TASK DETAILS = Tally the lines in the material below that contain the string "tree", with case counting. Give only the number.

(Image point annotation entries)
# # # # #

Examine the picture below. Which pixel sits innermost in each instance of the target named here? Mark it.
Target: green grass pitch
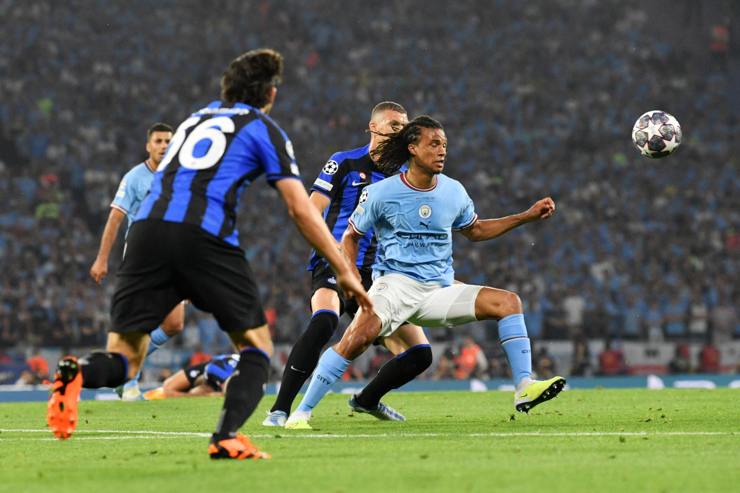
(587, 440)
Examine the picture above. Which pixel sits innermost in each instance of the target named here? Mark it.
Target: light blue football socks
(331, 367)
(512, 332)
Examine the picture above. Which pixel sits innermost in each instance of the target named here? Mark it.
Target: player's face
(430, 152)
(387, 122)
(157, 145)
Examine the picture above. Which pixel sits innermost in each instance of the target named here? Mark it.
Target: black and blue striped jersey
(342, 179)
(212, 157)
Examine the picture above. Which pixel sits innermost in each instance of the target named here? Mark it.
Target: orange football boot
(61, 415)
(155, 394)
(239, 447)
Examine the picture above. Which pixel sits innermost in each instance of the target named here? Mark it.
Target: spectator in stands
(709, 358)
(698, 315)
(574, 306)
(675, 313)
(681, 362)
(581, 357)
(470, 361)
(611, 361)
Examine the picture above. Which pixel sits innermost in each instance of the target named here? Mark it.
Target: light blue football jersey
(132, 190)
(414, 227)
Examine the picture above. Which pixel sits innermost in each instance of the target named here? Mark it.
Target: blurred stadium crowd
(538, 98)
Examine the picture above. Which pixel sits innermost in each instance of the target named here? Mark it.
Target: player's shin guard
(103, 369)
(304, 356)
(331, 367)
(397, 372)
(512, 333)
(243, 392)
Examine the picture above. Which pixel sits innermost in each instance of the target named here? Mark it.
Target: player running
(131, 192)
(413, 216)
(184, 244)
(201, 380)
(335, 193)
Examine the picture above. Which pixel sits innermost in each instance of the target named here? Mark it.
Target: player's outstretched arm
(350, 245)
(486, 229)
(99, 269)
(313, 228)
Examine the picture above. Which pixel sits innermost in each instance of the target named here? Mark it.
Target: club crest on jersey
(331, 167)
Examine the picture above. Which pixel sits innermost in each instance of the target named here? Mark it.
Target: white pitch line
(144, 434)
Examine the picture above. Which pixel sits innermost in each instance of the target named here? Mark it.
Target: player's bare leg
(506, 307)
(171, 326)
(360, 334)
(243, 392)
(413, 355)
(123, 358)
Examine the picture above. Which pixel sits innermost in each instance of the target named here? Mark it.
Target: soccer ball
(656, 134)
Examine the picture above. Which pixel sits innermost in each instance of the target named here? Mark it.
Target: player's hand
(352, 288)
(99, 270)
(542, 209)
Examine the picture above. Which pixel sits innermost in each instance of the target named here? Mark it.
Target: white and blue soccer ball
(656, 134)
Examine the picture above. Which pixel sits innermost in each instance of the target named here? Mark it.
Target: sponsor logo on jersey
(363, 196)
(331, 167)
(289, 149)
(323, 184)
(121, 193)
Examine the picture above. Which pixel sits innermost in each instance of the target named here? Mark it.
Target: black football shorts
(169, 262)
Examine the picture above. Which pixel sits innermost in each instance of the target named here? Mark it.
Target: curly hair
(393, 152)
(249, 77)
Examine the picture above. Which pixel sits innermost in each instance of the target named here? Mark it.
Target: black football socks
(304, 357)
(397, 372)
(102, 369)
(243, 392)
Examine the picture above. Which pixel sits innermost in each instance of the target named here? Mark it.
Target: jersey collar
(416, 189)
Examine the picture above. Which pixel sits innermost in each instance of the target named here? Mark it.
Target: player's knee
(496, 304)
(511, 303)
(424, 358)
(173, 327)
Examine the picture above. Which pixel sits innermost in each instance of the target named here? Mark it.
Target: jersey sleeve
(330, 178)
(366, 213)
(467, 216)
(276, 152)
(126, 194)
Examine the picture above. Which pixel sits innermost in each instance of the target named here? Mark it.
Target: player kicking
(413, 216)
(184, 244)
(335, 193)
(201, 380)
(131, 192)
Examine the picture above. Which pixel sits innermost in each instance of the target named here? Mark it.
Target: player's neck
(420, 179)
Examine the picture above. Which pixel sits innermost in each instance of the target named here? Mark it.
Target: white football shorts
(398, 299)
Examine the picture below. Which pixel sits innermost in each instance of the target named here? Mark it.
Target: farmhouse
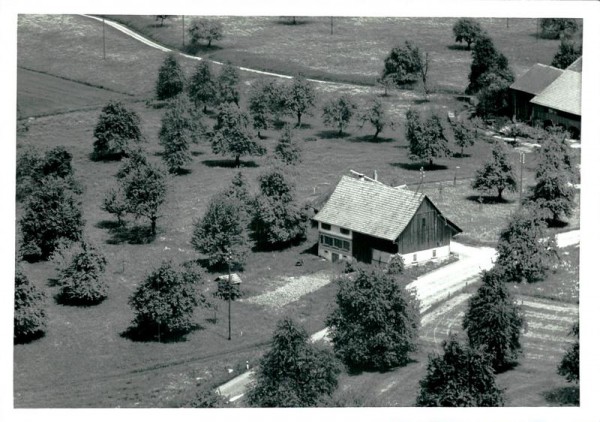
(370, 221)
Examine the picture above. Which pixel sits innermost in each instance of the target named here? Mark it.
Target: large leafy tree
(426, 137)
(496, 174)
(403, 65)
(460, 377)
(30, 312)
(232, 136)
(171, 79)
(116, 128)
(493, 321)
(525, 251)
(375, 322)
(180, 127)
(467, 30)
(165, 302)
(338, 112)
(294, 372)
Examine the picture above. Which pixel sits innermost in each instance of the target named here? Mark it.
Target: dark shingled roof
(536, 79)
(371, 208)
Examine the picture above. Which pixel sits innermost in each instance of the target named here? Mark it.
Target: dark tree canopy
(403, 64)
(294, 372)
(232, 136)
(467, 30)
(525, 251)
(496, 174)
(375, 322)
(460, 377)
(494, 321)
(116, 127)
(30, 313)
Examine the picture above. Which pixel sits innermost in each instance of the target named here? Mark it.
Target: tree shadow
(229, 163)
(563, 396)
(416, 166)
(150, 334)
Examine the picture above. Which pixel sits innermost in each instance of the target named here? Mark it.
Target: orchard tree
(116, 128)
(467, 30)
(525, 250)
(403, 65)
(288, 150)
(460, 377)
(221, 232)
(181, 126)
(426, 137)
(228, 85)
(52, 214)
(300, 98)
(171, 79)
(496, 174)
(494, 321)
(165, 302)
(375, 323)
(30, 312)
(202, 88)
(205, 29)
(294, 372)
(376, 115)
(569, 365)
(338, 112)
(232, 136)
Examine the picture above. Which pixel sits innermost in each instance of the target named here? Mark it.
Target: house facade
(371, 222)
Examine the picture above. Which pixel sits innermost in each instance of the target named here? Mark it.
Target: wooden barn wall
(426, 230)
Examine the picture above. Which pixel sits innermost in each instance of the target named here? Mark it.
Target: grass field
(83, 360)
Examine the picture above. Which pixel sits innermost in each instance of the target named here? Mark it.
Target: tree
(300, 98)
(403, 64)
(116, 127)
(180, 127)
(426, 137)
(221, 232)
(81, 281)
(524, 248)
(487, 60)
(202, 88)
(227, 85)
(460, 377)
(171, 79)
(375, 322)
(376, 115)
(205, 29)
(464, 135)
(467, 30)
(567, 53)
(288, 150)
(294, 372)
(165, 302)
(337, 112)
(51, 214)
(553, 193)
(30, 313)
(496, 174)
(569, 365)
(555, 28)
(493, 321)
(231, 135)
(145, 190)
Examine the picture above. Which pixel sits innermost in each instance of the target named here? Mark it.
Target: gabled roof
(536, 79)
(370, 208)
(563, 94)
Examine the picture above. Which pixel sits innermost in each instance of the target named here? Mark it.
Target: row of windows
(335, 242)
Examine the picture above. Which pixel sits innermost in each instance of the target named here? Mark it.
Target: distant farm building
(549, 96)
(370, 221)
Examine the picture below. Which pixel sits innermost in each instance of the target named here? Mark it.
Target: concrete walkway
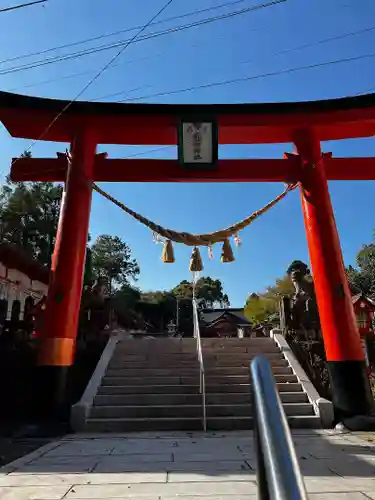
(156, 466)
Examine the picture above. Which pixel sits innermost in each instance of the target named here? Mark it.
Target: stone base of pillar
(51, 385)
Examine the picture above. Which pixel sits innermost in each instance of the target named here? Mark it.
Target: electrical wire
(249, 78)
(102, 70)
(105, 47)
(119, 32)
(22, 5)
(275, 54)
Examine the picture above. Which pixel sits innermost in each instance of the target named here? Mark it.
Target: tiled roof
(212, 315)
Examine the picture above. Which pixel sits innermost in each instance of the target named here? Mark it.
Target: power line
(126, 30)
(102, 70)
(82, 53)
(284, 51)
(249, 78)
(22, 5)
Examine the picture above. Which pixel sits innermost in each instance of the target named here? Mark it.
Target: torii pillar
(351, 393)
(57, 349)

# # # # #

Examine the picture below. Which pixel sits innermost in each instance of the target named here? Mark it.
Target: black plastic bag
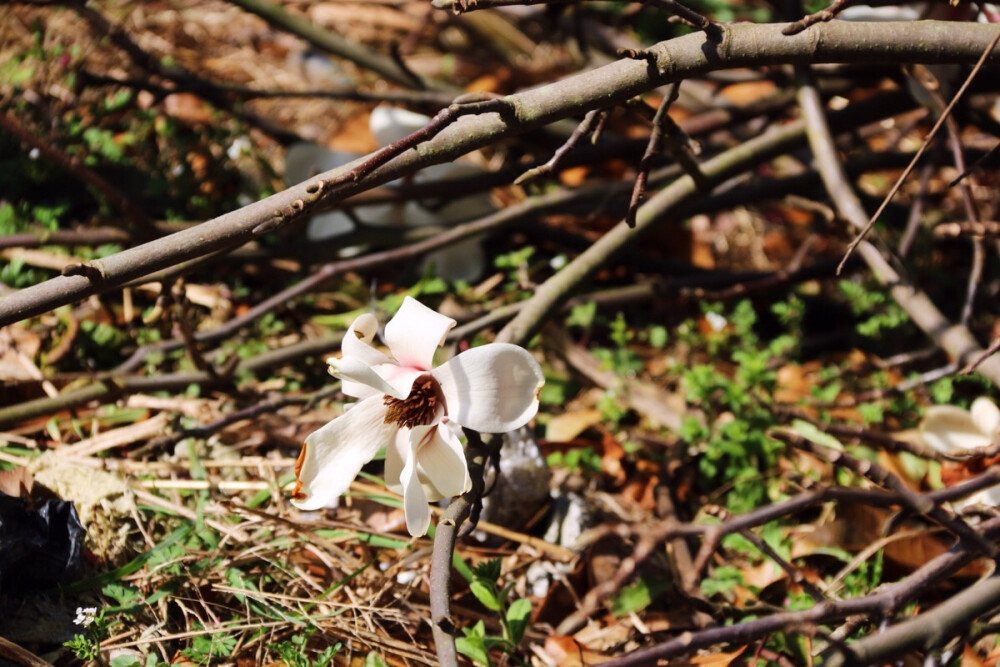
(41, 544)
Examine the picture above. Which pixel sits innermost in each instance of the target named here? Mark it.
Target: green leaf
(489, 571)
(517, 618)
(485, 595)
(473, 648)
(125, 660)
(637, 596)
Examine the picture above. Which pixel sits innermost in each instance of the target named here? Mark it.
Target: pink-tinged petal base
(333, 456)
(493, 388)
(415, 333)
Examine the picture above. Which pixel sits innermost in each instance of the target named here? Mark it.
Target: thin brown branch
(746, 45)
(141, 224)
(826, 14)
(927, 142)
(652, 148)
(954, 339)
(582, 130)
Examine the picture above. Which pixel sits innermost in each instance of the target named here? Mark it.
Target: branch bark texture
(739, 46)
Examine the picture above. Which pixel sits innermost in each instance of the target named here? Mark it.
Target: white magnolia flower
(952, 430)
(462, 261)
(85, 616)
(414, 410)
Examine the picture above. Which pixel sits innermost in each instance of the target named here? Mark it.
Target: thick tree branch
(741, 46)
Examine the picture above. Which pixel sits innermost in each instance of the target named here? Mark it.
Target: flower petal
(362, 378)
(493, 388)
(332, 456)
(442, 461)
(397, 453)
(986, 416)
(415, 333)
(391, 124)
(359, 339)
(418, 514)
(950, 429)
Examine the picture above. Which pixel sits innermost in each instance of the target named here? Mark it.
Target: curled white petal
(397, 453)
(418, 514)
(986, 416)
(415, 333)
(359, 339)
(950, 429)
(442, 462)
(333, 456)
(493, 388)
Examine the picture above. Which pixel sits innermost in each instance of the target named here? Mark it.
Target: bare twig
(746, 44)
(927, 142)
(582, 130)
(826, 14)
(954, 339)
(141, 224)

# # # # #

SOLVED EXERCISE = 6